(Position identification records)
**********

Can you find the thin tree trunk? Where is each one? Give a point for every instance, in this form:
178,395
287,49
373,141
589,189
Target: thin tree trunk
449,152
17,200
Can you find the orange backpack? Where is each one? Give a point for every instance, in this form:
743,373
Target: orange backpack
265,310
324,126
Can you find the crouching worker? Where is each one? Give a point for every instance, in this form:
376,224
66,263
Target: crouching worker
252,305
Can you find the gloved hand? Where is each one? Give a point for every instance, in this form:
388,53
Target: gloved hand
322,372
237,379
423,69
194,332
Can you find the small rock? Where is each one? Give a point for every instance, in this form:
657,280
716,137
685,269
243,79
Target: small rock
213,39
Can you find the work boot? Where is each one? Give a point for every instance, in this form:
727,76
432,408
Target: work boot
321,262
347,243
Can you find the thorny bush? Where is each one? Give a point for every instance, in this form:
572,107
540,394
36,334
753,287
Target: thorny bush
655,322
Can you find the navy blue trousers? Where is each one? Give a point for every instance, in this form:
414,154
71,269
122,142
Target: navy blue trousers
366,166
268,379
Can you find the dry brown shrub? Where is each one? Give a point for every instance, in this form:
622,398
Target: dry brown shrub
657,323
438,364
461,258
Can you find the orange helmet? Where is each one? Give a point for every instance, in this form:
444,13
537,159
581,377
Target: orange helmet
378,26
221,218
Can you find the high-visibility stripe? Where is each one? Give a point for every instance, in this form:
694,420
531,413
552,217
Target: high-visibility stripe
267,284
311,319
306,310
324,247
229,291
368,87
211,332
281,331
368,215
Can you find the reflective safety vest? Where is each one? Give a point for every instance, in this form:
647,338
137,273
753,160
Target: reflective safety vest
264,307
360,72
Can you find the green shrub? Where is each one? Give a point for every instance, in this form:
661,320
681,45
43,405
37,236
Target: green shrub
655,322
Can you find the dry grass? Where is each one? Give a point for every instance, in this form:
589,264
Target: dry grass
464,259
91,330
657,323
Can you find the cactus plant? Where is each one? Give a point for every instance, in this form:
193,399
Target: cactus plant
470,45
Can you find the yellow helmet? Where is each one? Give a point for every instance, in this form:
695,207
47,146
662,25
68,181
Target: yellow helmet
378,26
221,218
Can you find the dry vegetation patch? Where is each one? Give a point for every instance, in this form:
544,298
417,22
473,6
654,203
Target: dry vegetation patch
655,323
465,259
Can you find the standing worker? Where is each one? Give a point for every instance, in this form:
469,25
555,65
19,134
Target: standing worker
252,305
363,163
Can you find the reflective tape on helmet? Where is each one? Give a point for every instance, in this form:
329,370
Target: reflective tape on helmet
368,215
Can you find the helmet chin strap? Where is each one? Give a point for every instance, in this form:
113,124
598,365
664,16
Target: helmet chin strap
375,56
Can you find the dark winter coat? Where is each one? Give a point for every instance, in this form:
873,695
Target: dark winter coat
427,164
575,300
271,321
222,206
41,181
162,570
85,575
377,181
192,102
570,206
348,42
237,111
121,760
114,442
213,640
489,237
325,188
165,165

**********

> _SHORT EXERCISE_
Give the records above again, word for word.

> _ANSWER TO THIS TASK_
Can you find the thin tree trunk? Where is each one? Give a point for every instance, in this form:
178,395
287,49
373,141
589,189
Target: thin tree trunk
449,152
17,200
Can you find the orange backpack? Where is each one? Give a point for every instance, in this form:
743,373
Target: orange backpack
265,310
324,126
Can you find the crouching worker? Where is each one? Give a point for every instance, in this form:
376,224
66,263
Target: crouching worker
252,305
Can you find the gloved hand? Where is each one? Give a point for every instance, in this form:
388,53
Target: gloved hand
322,372
237,379
423,69
194,332
Can you find the small rock? Where is each one? Give a point for every instance, in this form:
657,280
716,137
685,269
243,79
Target: small rock
213,39
Can you find the work boot? Where is each one? Give a point for every instance, in this form:
727,76
432,408
Target: work boot
321,262
347,243
Can you find the thorny bush? Where is each one? Give a point for every instance, in this form:
572,107
540,394
36,334
753,287
Target: thorny bush
655,322
Can you find the navy blue trousers? Where is each one? Give a point for every instance, in this form:
414,154
71,269
122,142
Target: navy blue trousers
366,166
268,379
Can you find the dry brown shrub? Where is each one? Give a point for every instance, in this form:
622,398
Target: dry brown shrub
657,323
438,364
461,258
Can you find the orange helmet? Where is each one? Give a point for every instance, in this form:
444,13
537,159
581,377
Target: orange helmet
378,26
221,218
Can you find the high-visibility stripe? Where is each one? Give a point for every instance, in this form:
694,420
531,413
552,217
Target: high-visibility stripe
267,284
311,319
306,310
324,247
229,291
368,87
211,332
281,331
368,215
Can you find the reflective safety vest? Where is each one? Give a point for every instance, in this form:
647,338
137,273
753,160
Target: reflective safety vest
264,307
360,72
Can you find the green shrub? Where is each one? Give a point for every instance, in this form:
661,320
681,45
43,405
37,236
Target: green shrub
655,322
Can you find the dry grass? Where is each one? Give a point for every instance, in this form:
589,264
Target: dry grass
464,259
91,330
657,323
Can you find the cactus plant? Where is each one? Give a point for every instance, in this form:
193,399
Target: cactus plant
470,45
Can you find the yellow helmet? Where is each one? Give a point for every instance, in this form:
695,207
47,146
662,25
68,181
Target: yellow helmet
378,26
221,218
Can you find the dry vegetation patch? Where is each one? Give a point for every instance, in this form:
544,298
417,22
473,6
654,203
Target: dry vegetation patch
655,323
465,259
Can you find the standing worker? Where is each one? Give a point for every instance, in this form:
469,25
555,65
19,134
Target: standing worker
252,305
363,163
Can you find the reflective tape on helmet? Where is each one? Give a point for every instance, in this form:
329,370
Target: reflective tape on helmet
368,215
Can you find the helmet chin strap? Where is each one? Give a point for every instance, in this form:
113,124
598,365
664,16
Target: helmet chin strap
375,56
Can you find the dark winter coat? Where is each one? Give a point for every instance, in this form:
873,695
Target: dark winter coat
427,164
575,300
271,321
222,206
41,181
162,570
85,575
377,181
192,102
570,206
348,42
237,111
121,760
114,442
213,640
489,237
325,188
165,165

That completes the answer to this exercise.